::: Record excerpts :::

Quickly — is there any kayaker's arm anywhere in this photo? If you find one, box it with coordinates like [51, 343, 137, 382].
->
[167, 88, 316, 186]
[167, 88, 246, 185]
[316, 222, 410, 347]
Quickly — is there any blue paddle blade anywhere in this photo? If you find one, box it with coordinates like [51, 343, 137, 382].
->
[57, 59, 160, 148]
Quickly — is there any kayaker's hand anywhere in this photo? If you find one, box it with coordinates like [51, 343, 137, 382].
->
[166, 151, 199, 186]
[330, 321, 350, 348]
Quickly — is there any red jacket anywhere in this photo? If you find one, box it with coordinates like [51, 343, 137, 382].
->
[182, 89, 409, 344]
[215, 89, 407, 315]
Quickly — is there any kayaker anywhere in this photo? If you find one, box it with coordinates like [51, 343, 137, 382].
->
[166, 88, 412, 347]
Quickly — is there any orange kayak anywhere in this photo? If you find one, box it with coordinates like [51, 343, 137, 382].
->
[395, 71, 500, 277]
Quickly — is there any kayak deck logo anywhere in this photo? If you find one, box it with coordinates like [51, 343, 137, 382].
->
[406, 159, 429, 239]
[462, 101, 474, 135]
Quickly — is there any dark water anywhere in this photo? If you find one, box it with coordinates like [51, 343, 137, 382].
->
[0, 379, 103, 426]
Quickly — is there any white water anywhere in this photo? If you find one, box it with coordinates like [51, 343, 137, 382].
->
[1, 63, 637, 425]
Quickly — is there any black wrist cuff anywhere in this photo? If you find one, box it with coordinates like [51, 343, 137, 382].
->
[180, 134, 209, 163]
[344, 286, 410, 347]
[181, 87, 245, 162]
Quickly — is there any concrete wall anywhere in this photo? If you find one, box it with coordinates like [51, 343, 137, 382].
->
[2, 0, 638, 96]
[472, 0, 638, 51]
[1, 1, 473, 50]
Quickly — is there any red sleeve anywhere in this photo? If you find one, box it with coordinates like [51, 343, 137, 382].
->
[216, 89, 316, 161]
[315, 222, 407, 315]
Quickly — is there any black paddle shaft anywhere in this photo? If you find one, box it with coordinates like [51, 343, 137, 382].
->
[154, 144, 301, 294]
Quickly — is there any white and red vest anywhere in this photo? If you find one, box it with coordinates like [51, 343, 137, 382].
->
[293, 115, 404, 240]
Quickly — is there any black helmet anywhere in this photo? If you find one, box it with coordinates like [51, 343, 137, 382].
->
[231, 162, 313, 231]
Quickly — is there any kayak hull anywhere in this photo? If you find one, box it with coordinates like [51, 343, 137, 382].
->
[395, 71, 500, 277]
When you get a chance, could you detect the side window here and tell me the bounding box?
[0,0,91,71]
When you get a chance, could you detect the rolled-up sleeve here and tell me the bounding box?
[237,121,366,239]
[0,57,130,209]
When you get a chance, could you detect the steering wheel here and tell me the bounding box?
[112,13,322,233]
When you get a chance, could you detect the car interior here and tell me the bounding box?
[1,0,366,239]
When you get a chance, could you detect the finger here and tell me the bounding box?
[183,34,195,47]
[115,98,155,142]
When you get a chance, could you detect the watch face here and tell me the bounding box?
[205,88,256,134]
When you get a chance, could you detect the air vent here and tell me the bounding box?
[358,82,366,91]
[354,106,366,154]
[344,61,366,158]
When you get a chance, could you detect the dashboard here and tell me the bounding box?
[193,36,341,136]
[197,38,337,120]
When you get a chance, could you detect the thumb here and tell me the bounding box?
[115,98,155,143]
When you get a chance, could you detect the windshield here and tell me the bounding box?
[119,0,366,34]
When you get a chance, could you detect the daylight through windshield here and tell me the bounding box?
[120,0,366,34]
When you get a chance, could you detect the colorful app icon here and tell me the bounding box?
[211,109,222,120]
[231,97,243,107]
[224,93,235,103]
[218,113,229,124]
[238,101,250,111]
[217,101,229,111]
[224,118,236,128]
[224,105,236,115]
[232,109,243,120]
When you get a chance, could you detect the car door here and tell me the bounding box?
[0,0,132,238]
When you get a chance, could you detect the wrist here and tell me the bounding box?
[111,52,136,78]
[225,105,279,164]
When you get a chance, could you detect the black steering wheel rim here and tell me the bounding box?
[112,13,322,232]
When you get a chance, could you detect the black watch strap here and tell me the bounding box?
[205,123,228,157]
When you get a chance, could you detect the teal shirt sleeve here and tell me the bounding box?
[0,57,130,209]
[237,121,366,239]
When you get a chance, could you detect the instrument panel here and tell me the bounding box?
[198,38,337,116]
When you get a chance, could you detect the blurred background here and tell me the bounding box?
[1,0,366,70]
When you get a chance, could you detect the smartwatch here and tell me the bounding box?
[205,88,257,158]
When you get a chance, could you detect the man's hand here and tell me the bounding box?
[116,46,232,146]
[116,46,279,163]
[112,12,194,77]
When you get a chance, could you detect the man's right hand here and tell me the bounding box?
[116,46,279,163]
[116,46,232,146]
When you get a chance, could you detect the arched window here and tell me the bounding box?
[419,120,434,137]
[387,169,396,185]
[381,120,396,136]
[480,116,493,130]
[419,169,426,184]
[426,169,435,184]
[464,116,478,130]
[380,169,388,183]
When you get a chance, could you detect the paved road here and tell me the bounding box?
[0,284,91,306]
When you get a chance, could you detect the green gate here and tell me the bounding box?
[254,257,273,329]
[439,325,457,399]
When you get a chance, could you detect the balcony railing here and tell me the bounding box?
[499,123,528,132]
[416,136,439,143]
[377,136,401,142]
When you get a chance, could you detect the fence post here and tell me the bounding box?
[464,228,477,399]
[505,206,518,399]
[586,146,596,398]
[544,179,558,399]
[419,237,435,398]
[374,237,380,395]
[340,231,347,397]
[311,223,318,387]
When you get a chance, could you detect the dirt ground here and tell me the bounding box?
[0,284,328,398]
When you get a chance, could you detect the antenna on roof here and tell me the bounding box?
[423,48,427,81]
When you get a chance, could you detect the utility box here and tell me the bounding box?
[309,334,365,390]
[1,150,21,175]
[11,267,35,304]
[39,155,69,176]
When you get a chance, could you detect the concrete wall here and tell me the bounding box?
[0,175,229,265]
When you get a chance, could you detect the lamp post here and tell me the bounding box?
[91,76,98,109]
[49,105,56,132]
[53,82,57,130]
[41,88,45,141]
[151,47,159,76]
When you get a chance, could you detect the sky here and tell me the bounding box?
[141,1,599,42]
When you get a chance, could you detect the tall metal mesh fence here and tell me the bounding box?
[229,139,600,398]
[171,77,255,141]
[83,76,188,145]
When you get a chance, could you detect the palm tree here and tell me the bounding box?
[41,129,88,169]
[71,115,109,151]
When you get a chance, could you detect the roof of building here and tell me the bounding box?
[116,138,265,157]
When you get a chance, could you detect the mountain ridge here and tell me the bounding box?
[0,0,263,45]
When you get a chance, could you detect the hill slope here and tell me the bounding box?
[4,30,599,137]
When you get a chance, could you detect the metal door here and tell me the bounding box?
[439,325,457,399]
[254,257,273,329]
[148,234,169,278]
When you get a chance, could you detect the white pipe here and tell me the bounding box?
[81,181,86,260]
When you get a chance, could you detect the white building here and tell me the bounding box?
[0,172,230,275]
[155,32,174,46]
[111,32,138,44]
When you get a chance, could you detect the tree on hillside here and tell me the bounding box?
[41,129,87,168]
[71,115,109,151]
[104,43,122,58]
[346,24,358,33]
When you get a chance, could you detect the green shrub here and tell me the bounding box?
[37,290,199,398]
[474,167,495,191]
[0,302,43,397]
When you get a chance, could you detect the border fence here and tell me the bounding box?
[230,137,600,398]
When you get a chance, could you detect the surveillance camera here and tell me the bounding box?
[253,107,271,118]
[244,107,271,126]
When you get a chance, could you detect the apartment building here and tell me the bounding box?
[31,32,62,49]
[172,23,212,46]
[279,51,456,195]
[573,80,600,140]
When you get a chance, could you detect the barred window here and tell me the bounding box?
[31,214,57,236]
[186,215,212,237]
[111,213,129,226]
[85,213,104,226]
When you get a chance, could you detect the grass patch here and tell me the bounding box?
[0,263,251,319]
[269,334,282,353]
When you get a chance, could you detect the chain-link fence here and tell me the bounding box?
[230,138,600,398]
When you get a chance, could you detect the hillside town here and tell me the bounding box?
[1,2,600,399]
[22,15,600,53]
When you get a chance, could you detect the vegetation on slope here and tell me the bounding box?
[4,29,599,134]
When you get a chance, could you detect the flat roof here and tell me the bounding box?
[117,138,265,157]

:::

State the count of lines in the preceding listing that include the string "kayaker". No other words belong in the answer.

3